• TASK DESCRIPTION
All lines from the one with "Each instance receives one keypoint. Mark the green tree" through the last are to be given again exactly as they stand in the data below, and only those.

Records from a data collection:
################

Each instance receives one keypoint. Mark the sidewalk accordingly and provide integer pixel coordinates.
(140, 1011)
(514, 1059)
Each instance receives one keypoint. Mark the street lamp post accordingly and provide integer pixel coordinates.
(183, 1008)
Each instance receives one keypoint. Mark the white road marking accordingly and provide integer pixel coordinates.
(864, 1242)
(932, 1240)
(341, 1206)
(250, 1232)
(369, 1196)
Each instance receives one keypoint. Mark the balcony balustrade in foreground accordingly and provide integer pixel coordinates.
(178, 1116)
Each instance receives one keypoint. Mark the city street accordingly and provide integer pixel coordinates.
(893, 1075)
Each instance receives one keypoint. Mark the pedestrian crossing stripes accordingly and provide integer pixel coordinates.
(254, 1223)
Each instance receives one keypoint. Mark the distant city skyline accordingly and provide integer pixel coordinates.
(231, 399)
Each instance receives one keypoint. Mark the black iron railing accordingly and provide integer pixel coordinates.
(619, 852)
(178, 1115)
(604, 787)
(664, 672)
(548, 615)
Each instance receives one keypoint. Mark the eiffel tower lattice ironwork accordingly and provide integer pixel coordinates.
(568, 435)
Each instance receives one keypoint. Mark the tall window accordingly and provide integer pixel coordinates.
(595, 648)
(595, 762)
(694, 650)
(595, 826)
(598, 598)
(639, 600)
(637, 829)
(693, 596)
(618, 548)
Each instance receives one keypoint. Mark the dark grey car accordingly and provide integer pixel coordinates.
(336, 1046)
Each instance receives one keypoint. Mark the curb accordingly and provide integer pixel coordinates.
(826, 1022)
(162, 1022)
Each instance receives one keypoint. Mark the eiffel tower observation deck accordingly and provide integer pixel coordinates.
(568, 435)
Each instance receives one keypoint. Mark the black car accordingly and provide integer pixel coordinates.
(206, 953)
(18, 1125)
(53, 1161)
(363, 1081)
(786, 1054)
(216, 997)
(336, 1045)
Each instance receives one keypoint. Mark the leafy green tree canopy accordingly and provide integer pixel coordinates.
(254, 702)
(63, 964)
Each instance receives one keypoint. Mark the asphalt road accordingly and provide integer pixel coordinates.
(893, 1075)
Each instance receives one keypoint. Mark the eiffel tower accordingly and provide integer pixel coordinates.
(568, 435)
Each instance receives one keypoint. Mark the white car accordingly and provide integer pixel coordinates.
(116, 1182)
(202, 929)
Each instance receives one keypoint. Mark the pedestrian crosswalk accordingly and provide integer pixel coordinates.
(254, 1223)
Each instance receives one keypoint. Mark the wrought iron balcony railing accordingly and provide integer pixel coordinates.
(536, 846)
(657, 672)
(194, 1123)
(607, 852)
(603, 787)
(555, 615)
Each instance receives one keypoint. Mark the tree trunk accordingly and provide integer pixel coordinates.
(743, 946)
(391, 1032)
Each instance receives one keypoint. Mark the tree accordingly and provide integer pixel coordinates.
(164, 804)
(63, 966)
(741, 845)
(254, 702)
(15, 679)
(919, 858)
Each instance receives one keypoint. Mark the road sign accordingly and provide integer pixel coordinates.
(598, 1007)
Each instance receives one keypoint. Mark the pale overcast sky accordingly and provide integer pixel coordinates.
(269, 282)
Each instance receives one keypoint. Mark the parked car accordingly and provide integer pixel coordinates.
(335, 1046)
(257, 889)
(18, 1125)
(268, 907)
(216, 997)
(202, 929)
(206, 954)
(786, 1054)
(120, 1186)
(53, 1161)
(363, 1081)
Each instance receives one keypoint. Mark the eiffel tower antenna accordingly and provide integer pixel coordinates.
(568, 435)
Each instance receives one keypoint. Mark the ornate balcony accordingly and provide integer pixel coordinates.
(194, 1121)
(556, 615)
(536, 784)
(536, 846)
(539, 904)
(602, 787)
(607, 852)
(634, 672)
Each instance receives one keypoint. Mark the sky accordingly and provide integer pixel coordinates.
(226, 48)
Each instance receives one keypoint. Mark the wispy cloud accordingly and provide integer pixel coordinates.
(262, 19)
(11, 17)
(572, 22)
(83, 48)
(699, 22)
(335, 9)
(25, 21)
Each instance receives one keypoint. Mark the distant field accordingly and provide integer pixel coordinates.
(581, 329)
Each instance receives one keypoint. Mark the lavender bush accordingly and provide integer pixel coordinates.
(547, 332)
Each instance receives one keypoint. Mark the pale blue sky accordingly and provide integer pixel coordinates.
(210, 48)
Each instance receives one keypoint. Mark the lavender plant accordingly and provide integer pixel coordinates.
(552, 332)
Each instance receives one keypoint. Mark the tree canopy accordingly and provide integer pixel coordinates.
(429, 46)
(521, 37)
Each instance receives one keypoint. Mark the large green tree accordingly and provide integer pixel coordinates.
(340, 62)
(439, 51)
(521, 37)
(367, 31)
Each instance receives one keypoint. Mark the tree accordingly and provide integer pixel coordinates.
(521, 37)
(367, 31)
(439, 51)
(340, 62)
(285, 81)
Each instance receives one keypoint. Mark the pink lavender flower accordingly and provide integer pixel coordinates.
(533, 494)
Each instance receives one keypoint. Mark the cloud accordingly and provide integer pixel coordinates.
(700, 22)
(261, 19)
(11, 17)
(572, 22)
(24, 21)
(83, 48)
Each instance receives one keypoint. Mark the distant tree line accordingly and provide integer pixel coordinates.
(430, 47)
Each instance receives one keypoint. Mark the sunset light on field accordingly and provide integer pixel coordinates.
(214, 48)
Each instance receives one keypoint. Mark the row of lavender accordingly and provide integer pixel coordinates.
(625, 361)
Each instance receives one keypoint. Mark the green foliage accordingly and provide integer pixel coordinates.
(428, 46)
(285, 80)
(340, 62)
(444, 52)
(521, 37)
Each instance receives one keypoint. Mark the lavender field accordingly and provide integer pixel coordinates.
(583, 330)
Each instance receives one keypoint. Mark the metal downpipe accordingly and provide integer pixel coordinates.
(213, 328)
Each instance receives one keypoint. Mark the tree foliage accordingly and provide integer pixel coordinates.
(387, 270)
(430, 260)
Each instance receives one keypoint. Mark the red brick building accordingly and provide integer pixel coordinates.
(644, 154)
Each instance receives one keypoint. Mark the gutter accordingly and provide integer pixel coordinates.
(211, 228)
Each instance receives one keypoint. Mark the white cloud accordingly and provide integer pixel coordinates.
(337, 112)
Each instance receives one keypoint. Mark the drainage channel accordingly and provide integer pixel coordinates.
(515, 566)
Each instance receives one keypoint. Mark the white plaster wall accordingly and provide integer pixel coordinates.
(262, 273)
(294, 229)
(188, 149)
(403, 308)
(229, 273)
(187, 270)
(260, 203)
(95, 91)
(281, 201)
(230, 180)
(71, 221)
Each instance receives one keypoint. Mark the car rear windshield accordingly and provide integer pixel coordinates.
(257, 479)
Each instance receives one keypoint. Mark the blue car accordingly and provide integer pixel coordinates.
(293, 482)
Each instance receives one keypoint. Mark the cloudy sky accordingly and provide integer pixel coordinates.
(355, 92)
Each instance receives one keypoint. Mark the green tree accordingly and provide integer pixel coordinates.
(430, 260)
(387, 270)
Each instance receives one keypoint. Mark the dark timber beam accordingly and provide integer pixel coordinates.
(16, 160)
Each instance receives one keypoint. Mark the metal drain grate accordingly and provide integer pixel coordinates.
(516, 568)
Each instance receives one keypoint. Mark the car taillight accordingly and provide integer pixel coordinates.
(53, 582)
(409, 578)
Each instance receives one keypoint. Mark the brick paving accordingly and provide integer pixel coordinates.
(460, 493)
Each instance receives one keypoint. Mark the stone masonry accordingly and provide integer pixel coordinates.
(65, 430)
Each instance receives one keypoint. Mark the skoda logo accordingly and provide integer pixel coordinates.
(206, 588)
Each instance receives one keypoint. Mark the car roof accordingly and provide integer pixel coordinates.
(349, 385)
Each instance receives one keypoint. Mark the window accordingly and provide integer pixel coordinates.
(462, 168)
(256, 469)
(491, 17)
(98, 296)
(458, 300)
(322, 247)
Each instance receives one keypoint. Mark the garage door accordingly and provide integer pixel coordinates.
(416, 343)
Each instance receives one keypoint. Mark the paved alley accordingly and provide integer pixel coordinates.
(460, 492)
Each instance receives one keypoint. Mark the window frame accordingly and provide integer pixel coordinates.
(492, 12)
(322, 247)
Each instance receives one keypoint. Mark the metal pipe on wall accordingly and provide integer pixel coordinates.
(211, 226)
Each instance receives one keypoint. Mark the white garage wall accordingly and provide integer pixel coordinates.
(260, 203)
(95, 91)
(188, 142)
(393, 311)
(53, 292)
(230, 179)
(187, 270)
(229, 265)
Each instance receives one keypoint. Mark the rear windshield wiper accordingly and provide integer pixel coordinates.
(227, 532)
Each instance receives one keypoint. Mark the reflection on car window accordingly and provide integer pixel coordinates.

################

• ANSWER SECTION
Each instance receives one keypoint. Mark the green tree accordingly and provide integer pixel coordinates.
(430, 260)
(387, 270)
Each instance receives one keypoint. Mark the dark timber beam accordingly and provide integer pixel coordinates.
(16, 160)
Each instance receives one keypoint. Mark the metal drain grate accordingly and provide integer pixel coordinates.
(516, 568)
Each instance receives one keypoint. Mark the car taillight accordingly and provide integer pixel coordinates.
(53, 582)
(409, 578)
Each instance receives one keypoint. Mark the brick paving accordingly and provide integer pixel coordinates.
(460, 493)
Each instance receives one keypoint. Mark the stone masonry accordingly and provide integer pixel coordinates.
(65, 430)
Each instance receives one keypoint. Mark the skoda logo accordingly and provide integer pixel coordinates.
(206, 588)
Each instance receives one keypoint. Mark the car roof accordingly and provide integer pixel coordinates.
(349, 385)
Each instance receives one keypoint. Mark the window accordingly and provide integer pixel coordinates.
(462, 168)
(256, 469)
(491, 17)
(98, 296)
(458, 300)
(322, 247)
Each instance receives one keypoint. Mark the garage door accordingly and provide integer pixel coordinates.
(416, 343)
Each instance receives one keypoint. Mark the paved alley accordingly and provide integer pixel coordinates.
(460, 492)
Each instance receives one keypoint. Mark the window frame accordingly and provide integer pixel coordinates.
(492, 12)
(322, 247)
Each instance receives one keypoint. Mark the metal pipe on wall accordingly and provide integer pixel coordinates.
(211, 226)
Each instance receives one keypoint. Mark the white garage wall accordingly and provide integer pixel coordinates.
(260, 203)
(95, 91)
(188, 142)
(393, 311)
(53, 292)
(230, 179)
(187, 270)
(229, 265)
Each instance receives one keypoint. Mark the rear windshield wiper accordingly and provide integer pixel coordinates.
(227, 532)
Each instance receives one keypoint. Mark the reflection on car window accordingly and provide integer pixel coordinates.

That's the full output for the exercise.